REQUIREMENTS:
(1) According to the article on AI agents building databases, roughly what share of newly created databases were made by AI agents in 2024?
(2) Go on with the article about AI agents building databases, starting right after its last sentence.

EXCERPT:
......

Agents Are Now Building the Databases
Ali Ghodsi, CEO of Databricks, sees a future where AI agents—not humans—do most of the work in building and managing databases. Speaking about recent industry trends on a CNBC interview, he cited a startling shift: in 2024, only about 30% of newly created databases were the product of AI agents. This year, that figure has already climbed to 80%.
And he expects it to go further.
“I think it’ll be 99% next year,” Ghodsi said, describing a near-future where agentic infrastructure becomes the default. The implications are profound: for decades, the database industry has relied on human-led schema design, data ingestion planning, and system tuning. With autonomous agents taking over those tasks, the role of database architects may fundamentally change.
The 40-Year Disruption
What’s being disrupted, according to Ghodsi, isn’t just a set of tools—it’s a decades-old architecture that has remained largely unchanged. Core database technology, he notes, has been “locked in” for over 40 years. Systems like Oracle, Microsoft SQL Server, and even modern cloud-native solutions follow the same general design principles they always have.
But AI agents don’t need to follow that model. They’re not constrained by traditional data workflows or governance habits. They can spin up new databases in seconds, build schemas on the fly, and update systems continuously based on real-time application needs. In effect, the entire definition of a “database” begins to shift from a static system to a dynamic service.

......

RECORD EXCERPTS:
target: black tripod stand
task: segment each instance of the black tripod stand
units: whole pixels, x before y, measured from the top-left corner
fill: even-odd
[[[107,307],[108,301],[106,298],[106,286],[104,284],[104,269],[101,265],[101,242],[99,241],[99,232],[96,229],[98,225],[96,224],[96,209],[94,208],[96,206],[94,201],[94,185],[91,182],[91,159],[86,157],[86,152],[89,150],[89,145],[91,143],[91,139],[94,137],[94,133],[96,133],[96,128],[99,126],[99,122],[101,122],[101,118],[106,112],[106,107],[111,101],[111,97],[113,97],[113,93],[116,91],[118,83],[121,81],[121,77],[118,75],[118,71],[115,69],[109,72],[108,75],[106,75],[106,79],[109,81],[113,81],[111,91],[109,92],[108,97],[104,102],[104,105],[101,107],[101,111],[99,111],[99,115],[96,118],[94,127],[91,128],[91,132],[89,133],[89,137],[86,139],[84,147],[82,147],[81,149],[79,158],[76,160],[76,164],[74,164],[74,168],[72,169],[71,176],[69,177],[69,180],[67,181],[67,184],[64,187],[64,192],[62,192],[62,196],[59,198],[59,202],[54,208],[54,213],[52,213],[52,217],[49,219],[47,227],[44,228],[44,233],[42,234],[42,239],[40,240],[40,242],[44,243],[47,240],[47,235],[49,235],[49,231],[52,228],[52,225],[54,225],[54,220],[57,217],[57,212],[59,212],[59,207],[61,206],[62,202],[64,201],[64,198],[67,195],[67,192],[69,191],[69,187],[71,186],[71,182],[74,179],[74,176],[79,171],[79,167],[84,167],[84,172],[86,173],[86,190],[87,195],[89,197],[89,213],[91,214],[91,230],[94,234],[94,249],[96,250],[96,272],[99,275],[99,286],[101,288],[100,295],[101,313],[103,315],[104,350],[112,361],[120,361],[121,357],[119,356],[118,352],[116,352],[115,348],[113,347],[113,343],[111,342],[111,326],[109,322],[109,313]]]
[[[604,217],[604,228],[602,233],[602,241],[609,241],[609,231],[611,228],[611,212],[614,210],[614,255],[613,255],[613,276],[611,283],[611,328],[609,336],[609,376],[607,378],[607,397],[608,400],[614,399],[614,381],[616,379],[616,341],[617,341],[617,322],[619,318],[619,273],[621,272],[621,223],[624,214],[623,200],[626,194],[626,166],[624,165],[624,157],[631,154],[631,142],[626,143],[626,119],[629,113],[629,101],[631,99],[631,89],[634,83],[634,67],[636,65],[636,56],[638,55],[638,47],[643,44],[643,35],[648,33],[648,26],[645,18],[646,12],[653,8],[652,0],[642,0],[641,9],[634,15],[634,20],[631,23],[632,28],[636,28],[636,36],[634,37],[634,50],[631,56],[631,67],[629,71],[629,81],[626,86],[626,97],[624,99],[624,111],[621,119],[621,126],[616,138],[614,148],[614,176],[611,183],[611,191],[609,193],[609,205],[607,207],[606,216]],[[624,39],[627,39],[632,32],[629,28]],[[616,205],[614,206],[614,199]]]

......

RESPONSES PER TASK:
(1) About 30%.

(2)
Databricks’ Strategic Moves
To prepare for this shift, Databricks has made several bold moves. One of them is the launch of Lakehouse-centric infrastructure designed to make data more accessible to AI models and agents. Another is the acquisition of Neon, a company focused on serverless PostgreSQL.
Both investments align with a clear vision: create a backend that’s optimized for agent-native interactions. These systems aren’t just cloud-hosted—they’re built to support the constant flux that comes from autonomous systems managing data in real time.
But the infrastructure isn’t the only part of the equation. Ghodsi emphasized the importance of visibility and evaluation. Without the ability to understand what agents are doing, organizations risk handing over critical systems to software they can’t monitor or measure.
The Bottleneck No One Talks About
Ghodsi was blunt when discussing what he sees as the current bottleneck in AI agent adoption: lack of evaluation standards.
“It doesn’t matter if an agent can ace a programming contest,” he said. “We want it to do a specific job at the company. But how do we know how it’s doing?”
He believes the answer lies in rigorous benchmarking and self-assessment—capabilities Databricks is actively building through its Agent Bricks initiative. The concept is straightforward: before deploying AI agents into enterprise workflows, businesses need to be able to score, audit, and improve their performance continuously.
Otherwise, agents will act—sometimes correctly, sometimes not—and enterprises won’t know the difference until it’s too late.
The Talent Wars Are Heating Up
Another major theme Ghodsi addressed was the race for AI talent. As demand grows, he described a “chaotic” marketplace in which researchers and engineers move quickly between firms—often in response to shifting internal dynamics and leadership struggles.
This volatility creates both challenge and opportunity. For a company like Databricks, which doesn’t have the brand gravity of Big Tech incumbents, timing and agility become key advantages. The company has repeatedly been able to recruit high performers during moments of transition elsewhere.
“It’s very dynamic,” he said. “We just try to pick the best we can during those windows.”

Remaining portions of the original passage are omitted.